I bought a can at my Western Dealer last week and was totally amazed with this stuff. I put it on everything, even my dinner last night :laughing: . Thinking of starting a Fluid Film Anonymous group, with 12 steps and everything. I also own a Power Equipment repair business and as I was ordering parts from one of my suppliers yesterday I noticed that they carry the big aerosol cans of it and my cost was like $5.50 xysportxysport Needless to say I ordered 6 cans and they are being shipped with my parts. I can't wait for them to get here, yeah I got it bad too.


----------



## Andy's Beast (Oct 14, 2009)

tom's snow pro;887262 said:


> I went to the GIE EXPO in 2008, and got my free can. I couldn't believe the results. I have bought around 5 cases so far within two years. I use it on everything. I would highly recomend using it on the frame of your truck. My frame was rusty as can be, and I sprayed the whole under body of my truck 5 times throughout the fall and winter, and my frame looks almost black now. Thanks Dano for an outsanding product.


How many cans does it take to cover the under body?? Would I be better off buying a gallon and using a pump sprayer? Do you need any prep prior to spraying?


----------



## 2COR517 (Oct 23, 2008)

Andy's Beast;915468 said:


> How many cans does it take to cover the under body?? Would I be better off buying a gallon and using a pump sprayer? Do you need any prep prior to spraying?


Pump sprayer won't cut it. A Wagner type electric airless sprayer will do it, or an undercoating gun if you have a compressor. There's plenty of reading on the FF forum.

No prep required, which is one of the best things about FF. Just spray it on, it soaks into the rust. Awesome.

You can also brush it on if you buy by the gallon......


----------



## HGT INC. (Feb 18, 2009)

*Fluid film*



Dano50;875912 said:


> MUAHAHAHAHAHA  My evil plan for World domination cannot be stopped.
•••
PROBLEMS TO SOLVE:
1. Translate this sentence from the Fluid Film thread into Spanish: "There's plenty of reading on the FF forum."
2. List every poster name in the Fluid Film thread that is followed by a date in parentheses.
3. Carry on the forum thread about Fluid Film from its last line.

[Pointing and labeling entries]
•••
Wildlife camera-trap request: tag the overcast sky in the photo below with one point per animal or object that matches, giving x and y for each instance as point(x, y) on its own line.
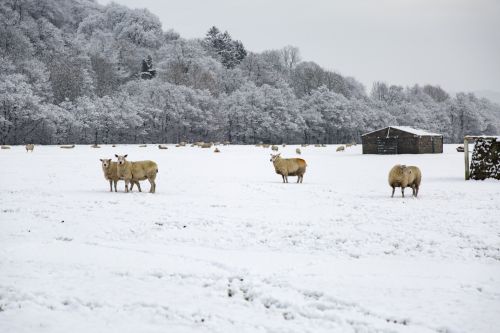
point(453, 43)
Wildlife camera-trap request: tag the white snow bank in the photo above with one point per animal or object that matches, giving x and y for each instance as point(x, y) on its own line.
point(224, 246)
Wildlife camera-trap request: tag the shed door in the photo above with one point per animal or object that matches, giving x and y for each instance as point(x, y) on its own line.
point(387, 145)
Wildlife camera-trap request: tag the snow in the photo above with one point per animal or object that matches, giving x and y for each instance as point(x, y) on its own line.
point(224, 246)
point(409, 130)
point(415, 131)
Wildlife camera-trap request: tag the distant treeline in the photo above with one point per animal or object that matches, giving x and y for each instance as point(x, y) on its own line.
•••
ANSWERS TO THE TASKS:
1. Hay mucho material de lectura en el foro de FF.

2.
Andy's Beast
2COR517
HGT INC.

3.
> 
> Would you like to try a can of Fluid Film? :laughing:


Sure, however there is no one around my area that carries it. Thanks, Jerry


----------



## Joesno (Dec 8, 2008)

Andy's Beast;915468 said:


> How many cans does it take to cover the under body?? Would I be better off buying a gallon and using a pump sprayer? Do you need any prep prior to spraying?


4 cans gets it done but id do five and make sure you get everything. You dont need to avoid anything besides engine, trans, and muffler. If you get it on those it wont hurt it it can smoke. But wires and literally everything under the truck should be coated.


----------



## Dano50 (Oct 19, 2005)

Great testimonials! Thanks for sharing! To find your closest dealer, just visit *this page* on our website.

Oh, and there is a Fluid Film anonymous group in the social groups section of Plowsite. If you're having a problem containing yourself, you could get some help there. :laughing:


----------



## Acmemechanic (Aug 27, 2005)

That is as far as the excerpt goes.